* [Direction]:
Turn the data, from its first line through the line containing "389;181;429;247", into a Markdown table with two columns, Number and Content. Give each line its own row and skip any blank lines.

* [Task input]:
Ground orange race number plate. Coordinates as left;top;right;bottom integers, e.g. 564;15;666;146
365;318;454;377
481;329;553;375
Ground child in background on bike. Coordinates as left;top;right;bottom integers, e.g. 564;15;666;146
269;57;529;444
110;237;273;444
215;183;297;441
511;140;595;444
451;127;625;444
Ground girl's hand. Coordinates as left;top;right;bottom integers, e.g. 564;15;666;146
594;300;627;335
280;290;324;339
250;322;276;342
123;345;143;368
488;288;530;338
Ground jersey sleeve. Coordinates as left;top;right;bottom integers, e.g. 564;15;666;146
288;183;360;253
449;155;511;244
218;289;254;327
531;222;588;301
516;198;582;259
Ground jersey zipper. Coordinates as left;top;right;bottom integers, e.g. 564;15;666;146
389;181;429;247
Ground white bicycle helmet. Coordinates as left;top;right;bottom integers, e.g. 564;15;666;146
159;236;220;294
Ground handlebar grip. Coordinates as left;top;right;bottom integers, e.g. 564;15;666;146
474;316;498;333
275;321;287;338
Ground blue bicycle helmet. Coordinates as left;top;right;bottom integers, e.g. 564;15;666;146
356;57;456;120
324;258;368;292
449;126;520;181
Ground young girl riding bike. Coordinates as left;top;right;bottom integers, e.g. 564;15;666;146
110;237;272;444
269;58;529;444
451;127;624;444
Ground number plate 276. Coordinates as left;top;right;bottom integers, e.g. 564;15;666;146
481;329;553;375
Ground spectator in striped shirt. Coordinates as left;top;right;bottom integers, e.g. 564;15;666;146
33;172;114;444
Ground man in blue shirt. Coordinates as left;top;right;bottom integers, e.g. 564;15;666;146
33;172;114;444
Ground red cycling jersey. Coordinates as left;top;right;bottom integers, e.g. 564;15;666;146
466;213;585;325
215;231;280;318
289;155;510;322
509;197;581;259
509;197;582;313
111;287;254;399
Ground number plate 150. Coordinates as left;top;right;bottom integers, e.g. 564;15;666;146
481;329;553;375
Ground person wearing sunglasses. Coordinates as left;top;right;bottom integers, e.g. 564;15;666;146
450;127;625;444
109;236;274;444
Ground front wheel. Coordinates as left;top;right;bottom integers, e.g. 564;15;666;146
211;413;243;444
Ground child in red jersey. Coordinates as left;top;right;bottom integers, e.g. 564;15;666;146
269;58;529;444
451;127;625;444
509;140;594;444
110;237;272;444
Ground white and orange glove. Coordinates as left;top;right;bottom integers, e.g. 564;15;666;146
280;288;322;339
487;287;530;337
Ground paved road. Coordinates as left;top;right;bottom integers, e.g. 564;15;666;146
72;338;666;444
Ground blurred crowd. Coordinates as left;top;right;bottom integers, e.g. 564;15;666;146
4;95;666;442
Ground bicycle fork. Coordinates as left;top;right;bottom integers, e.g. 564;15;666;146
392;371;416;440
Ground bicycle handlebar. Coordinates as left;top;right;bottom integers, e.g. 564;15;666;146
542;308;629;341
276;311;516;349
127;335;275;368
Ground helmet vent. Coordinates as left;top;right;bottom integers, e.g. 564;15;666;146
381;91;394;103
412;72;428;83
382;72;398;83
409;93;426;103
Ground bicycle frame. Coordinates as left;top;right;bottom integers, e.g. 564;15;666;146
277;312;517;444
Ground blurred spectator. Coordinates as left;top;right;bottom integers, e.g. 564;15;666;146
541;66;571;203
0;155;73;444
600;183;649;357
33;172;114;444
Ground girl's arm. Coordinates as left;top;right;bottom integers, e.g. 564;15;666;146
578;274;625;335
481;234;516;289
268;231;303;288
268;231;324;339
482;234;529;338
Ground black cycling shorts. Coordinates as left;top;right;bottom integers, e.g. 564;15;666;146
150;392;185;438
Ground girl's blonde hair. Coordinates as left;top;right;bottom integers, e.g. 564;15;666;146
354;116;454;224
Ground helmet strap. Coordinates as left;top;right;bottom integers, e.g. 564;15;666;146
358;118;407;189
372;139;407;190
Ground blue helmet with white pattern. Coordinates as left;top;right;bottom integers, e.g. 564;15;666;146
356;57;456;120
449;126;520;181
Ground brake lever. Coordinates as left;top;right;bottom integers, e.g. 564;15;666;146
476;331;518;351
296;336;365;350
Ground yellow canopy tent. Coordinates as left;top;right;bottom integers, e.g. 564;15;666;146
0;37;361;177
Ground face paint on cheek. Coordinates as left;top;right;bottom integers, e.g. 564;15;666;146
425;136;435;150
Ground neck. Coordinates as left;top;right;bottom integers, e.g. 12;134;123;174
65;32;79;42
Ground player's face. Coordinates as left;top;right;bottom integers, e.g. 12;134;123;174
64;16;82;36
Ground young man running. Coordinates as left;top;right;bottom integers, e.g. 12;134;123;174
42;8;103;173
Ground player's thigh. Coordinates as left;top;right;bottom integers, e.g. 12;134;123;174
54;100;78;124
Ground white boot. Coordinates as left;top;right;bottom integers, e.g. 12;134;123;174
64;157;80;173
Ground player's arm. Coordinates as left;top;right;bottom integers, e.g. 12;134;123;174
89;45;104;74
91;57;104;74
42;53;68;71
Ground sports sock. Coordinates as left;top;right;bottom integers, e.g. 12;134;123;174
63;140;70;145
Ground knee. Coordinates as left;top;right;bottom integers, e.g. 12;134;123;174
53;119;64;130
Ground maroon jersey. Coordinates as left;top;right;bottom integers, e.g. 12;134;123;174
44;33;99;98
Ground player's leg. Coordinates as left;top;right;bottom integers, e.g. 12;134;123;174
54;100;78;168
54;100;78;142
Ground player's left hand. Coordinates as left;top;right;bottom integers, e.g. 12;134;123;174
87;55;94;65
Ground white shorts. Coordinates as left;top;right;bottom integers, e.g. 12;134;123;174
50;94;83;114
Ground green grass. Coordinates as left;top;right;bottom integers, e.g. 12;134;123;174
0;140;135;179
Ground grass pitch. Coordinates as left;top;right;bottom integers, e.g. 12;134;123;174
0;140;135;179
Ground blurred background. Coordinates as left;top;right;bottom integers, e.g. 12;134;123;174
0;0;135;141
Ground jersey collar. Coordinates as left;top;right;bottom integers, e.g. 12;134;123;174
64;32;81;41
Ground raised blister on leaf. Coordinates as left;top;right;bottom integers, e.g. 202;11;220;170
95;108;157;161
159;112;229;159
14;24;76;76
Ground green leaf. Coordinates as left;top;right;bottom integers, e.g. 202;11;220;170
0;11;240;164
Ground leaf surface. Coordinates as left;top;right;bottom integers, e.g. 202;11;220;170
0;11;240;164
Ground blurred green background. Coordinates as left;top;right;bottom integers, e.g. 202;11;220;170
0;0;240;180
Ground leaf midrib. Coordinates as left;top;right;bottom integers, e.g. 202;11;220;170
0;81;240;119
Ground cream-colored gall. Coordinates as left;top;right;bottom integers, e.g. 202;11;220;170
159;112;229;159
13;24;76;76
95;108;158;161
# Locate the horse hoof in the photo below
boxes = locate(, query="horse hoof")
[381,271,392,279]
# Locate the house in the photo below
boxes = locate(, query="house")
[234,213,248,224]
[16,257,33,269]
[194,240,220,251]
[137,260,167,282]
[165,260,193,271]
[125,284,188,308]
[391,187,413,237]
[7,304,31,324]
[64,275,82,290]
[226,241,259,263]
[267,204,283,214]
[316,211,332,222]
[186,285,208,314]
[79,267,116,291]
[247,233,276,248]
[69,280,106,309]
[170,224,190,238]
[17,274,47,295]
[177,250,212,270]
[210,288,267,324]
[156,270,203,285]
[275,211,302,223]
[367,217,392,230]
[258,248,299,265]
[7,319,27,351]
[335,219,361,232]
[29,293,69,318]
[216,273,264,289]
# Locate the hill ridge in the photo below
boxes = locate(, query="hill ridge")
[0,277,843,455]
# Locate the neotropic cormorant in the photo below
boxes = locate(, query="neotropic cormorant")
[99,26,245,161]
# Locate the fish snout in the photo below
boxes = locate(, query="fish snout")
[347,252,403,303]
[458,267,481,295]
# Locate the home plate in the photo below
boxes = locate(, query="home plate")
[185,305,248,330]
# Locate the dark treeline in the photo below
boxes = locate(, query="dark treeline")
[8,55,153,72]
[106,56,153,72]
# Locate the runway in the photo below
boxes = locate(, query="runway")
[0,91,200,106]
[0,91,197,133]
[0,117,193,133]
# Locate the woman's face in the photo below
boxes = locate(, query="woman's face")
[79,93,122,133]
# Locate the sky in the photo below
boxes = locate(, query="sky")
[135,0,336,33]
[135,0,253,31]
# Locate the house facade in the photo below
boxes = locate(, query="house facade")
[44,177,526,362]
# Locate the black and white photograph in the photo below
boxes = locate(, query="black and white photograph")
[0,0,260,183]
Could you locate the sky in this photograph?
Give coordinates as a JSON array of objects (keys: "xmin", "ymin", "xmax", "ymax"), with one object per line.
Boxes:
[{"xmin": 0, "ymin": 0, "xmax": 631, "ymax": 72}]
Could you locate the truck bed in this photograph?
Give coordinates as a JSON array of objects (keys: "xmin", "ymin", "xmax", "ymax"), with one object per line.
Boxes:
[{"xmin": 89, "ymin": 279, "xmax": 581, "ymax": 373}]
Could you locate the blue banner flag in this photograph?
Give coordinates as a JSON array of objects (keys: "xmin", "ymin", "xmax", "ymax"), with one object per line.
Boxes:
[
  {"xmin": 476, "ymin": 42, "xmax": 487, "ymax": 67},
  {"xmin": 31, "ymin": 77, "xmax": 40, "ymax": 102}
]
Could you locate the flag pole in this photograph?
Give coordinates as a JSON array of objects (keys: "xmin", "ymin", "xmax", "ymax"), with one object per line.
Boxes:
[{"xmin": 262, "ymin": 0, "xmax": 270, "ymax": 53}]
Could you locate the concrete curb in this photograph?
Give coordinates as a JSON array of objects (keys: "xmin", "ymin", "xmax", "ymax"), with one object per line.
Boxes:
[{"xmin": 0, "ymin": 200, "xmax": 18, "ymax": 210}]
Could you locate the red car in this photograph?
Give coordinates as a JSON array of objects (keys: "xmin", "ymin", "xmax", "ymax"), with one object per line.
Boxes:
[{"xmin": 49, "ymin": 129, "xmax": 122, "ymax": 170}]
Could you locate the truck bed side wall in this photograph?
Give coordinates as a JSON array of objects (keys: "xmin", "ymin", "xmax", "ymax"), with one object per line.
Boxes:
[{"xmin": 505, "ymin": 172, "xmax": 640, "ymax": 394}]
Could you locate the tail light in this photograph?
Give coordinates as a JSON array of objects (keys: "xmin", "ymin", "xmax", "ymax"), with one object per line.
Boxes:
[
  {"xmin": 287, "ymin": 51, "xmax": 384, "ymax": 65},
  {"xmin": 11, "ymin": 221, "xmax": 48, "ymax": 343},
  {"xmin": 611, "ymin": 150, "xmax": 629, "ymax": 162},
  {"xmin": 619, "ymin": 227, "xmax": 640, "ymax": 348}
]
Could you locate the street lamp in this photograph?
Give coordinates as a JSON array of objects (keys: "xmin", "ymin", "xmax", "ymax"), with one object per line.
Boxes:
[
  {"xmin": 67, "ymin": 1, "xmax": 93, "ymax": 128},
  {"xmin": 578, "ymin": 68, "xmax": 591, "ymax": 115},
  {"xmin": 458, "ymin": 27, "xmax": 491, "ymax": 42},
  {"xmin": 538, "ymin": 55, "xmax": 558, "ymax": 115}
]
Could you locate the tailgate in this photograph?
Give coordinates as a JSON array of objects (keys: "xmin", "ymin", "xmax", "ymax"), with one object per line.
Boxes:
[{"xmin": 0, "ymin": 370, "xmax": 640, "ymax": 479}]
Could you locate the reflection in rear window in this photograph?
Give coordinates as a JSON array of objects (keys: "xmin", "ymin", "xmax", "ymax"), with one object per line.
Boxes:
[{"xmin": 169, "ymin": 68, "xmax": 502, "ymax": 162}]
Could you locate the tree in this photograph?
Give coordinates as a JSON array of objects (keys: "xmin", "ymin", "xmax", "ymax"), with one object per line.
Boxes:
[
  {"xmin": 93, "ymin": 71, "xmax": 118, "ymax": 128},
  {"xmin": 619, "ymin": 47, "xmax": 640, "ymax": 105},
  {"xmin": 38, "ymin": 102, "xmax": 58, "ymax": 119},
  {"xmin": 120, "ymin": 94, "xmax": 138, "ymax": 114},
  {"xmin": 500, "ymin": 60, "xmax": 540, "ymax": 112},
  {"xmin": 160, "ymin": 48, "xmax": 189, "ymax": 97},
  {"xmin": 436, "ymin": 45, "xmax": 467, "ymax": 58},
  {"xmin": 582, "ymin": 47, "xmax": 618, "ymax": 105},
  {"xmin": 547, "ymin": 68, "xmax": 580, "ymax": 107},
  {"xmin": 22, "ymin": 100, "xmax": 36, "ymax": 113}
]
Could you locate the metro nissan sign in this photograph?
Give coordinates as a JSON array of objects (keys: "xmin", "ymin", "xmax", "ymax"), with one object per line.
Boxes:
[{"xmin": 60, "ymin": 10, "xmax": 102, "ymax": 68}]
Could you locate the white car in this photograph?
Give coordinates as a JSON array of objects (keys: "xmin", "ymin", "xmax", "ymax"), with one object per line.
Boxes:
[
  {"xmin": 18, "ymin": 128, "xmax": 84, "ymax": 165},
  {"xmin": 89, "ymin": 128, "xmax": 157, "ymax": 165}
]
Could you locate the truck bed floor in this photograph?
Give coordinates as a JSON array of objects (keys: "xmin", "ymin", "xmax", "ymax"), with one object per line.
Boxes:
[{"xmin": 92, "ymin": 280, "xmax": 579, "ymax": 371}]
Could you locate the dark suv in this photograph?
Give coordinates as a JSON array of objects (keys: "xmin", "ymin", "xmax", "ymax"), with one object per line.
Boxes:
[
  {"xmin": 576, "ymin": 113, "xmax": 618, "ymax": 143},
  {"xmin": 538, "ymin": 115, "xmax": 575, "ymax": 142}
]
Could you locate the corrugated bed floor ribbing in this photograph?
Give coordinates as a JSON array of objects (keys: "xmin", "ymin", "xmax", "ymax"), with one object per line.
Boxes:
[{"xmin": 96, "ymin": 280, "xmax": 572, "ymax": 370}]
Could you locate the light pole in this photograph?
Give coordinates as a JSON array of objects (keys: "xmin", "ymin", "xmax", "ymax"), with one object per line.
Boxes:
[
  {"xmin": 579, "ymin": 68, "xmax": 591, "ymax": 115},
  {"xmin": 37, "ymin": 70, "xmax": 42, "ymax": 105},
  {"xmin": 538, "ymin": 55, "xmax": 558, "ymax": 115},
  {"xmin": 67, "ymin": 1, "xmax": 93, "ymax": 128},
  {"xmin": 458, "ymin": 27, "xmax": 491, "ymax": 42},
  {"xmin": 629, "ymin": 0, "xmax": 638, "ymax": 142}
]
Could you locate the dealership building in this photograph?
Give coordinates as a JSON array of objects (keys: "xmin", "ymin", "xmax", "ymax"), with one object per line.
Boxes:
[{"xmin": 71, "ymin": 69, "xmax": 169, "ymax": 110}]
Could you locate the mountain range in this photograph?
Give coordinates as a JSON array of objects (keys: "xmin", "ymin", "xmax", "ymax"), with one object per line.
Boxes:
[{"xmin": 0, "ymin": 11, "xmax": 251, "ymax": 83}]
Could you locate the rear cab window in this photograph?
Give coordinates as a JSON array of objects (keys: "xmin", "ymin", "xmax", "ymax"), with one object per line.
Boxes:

* [Exercise response]:
| Number | Content |
|---|---|
| 1 | Ground orange race number plate. Coordinates as left;top;right;bottom integers, e.g. 564;15;666;146 |
| 2 | 365;318;454;377 |
| 3 | 481;329;553;375 |
| 4 | Ground child in background on bike. Coordinates as left;top;right;bottom integers, e.g. 564;15;666;146 |
| 5 | 269;57;529;444 |
| 6 | 110;237;273;444 |
| 7 | 215;183;297;441 |
| 8 | 511;140;595;444 |
| 9 | 451;127;625;444 |
| 10 | Ground girl's hand. Coordinates as left;top;right;bottom integers, e.g. 564;15;666;146 |
| 11 | 594;300;627;335 |
| 12 | 280;290;324;339 |
| 13 | 250;322;276;342 |
| 14 | 123;345;143;368 |
| 15 | 488;288;530;338 |
| 16 | Ground jersey sleeve. Coordinates as left;top;right;bottom integers, e.g. 564;15;666;146 |
| 17 | 288;183;360;253 |
| 18 | 449;155;511;244 |
| 19 | 218;289;254;327 |
| 20 | 531;222;588;301 |
| 21 | 516;198;582;259 |
| 22 | Ground jersey zipper. Coordinates as left;top;right;bottom integers, e.g. 564;15;666;146 |
| 23 | 389;181;429;247 |